(Beginning of Document text)

MACE
Multi-Annotator Competence Estimation tool
Install / Use
/learn @dirkhovy/MACEREADME
MACE: Multi-Annotator Competence Estimation
Ask 5 people to label or rate something, and you likely get several different answers. But for ML (and lots of other applications), you usually need a single aggregated answer. Using the majority vote is easy… but often wrong. However, disagreement isn’t noise–it’s information. It can mean the item is genuinely hard, or that someone wasn’t paying attention.
MACE is an Expectation-Maximization (EM)-based algorithm that uses variational inference with Bayesian priors to simultaneously:
- Learn the most likely aggregate labels for items from multiple annotators
- Estimate the competence (reliability) of each annotator
- Model how difficult each item is
It models annotators as either "knowing" the correct answer or "guessing" according to some strategy. (That assumes there is one correct answer. In pluralistic cases, where several answers can be correct, try setting beta > alpha and output distributions.)

(End of Document text)

**What this exercise asks:**
1. In the MACE description, what is suggested for pluralistic cases where several answers can be correct?
2. Please reproduce the MACE description from "MACE is an Expectation-Maximization" to "and output distributions.)".
3. Summarize the MACE description in two sentences.
The lines after this point have no connection to the MACE description.

(Beginning of Extracted entries)

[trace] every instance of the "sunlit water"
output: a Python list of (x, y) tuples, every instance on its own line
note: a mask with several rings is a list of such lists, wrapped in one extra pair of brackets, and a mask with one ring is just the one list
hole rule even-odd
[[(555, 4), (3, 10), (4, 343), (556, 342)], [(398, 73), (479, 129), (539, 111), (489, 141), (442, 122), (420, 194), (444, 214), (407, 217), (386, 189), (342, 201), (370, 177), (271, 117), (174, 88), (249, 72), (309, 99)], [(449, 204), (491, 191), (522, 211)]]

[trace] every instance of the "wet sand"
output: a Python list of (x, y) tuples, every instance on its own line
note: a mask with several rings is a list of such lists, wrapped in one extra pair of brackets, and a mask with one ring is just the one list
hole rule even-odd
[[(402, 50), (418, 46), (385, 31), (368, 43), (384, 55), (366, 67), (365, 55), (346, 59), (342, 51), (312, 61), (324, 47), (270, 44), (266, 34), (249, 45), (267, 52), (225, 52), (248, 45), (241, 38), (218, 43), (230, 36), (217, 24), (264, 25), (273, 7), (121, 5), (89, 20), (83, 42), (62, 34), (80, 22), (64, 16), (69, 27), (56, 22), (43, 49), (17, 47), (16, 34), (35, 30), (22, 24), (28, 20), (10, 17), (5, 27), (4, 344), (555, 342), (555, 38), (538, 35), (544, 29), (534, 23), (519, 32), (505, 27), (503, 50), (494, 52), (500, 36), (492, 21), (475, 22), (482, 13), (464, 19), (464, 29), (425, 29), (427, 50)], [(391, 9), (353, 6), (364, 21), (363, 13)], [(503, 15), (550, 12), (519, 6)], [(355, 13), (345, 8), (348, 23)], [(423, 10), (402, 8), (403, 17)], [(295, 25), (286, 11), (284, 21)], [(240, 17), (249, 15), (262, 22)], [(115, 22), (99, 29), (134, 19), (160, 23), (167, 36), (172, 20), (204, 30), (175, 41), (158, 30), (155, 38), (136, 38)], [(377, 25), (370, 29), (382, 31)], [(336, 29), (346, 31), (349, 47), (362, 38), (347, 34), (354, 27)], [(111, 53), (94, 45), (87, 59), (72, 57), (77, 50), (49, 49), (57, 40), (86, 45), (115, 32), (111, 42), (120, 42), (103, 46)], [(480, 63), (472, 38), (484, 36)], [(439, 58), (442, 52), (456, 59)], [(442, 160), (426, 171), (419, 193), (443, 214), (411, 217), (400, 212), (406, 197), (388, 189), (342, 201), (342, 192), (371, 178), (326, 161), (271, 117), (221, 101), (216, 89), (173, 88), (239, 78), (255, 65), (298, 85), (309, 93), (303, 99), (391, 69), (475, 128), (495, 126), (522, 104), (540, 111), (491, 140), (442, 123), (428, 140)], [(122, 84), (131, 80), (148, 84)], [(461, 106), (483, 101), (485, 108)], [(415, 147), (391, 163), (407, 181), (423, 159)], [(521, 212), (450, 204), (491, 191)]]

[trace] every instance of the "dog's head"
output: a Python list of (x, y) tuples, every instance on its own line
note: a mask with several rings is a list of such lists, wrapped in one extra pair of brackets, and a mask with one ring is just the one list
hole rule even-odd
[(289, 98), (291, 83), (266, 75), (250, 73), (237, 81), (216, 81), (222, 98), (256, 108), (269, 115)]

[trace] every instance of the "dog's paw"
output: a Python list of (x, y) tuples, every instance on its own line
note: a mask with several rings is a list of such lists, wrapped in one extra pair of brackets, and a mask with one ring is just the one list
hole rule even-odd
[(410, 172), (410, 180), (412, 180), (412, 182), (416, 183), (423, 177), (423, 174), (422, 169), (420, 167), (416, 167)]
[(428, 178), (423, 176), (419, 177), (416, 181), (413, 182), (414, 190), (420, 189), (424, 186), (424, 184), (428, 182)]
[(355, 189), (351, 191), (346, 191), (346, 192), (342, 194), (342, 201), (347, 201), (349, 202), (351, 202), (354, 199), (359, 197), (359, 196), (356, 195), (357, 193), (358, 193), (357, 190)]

(End of Extracted entries)

**Responses in order:**
1. Setting beta > alpha and outputting distributions.

2.
MACE is an Expectation-Maximization (EM)-based algorithm that uses variational inference with Bayesian priors to simultaneously:
- Learn the most likely aggregate labels for items from multiple annotators
- Estimate the competence (reliability) of each annotator
- Model how difficult each item is
It models annotators as either "knowing" the correct answer or "guessing" according to some strategy. (That assumes there is one correct answer. In pluralistic cases, where several answers can be correct, try setting beta > alpha and output distributions.)

3. MACE is an Expectation-Maximization-based algorithm that uses variational inference with Bayesian priors to learn the most likely aggregate labels from multiple annotators, estimate each annotator's competence, and model item difficulty. It treats annotator disagreement as information rather than noise and models annotators as either knowing the correct answer or guessing according to some strategy.